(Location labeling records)
• • •

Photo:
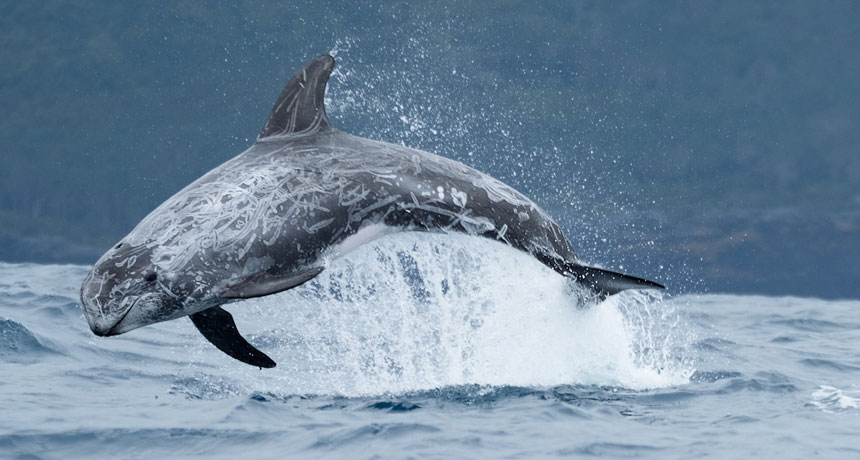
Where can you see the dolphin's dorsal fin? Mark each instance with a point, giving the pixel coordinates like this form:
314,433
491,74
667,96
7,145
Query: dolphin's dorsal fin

• • •

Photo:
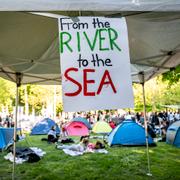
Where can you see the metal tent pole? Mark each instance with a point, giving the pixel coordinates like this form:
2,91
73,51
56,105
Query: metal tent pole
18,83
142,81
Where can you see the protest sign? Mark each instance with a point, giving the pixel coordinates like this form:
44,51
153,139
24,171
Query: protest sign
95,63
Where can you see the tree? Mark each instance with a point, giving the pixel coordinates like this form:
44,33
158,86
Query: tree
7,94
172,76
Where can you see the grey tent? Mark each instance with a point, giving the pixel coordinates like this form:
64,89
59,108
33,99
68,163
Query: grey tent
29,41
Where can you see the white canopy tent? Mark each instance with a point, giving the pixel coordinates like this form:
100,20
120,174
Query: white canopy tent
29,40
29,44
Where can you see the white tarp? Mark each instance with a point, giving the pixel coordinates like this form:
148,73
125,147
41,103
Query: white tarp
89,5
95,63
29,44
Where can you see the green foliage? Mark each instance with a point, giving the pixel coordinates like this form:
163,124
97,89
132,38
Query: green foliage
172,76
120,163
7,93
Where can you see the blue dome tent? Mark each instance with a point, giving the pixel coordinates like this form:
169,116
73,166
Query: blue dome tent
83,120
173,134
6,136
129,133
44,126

• • •

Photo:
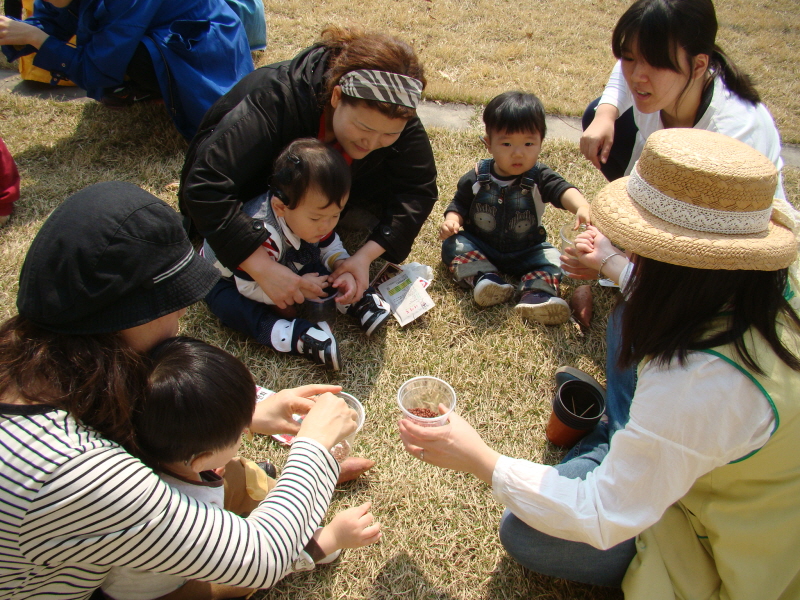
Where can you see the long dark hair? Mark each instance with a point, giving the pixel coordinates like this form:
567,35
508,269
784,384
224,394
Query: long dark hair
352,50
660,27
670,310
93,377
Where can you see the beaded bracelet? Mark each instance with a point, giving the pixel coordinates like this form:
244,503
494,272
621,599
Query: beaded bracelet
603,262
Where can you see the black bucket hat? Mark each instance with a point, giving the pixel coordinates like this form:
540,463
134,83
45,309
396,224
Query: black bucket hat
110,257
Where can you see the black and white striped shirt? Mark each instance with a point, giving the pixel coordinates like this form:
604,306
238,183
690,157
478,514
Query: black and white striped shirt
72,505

• • •

▸ EXERCISE REQUIREMENTS
Report each line in the records above that contains the word "dome".

▸ REPLY
Where can you see the blue dome tent? Mark each instance with a point, giving the pixel coordinates like this form:
Query: blue dome tent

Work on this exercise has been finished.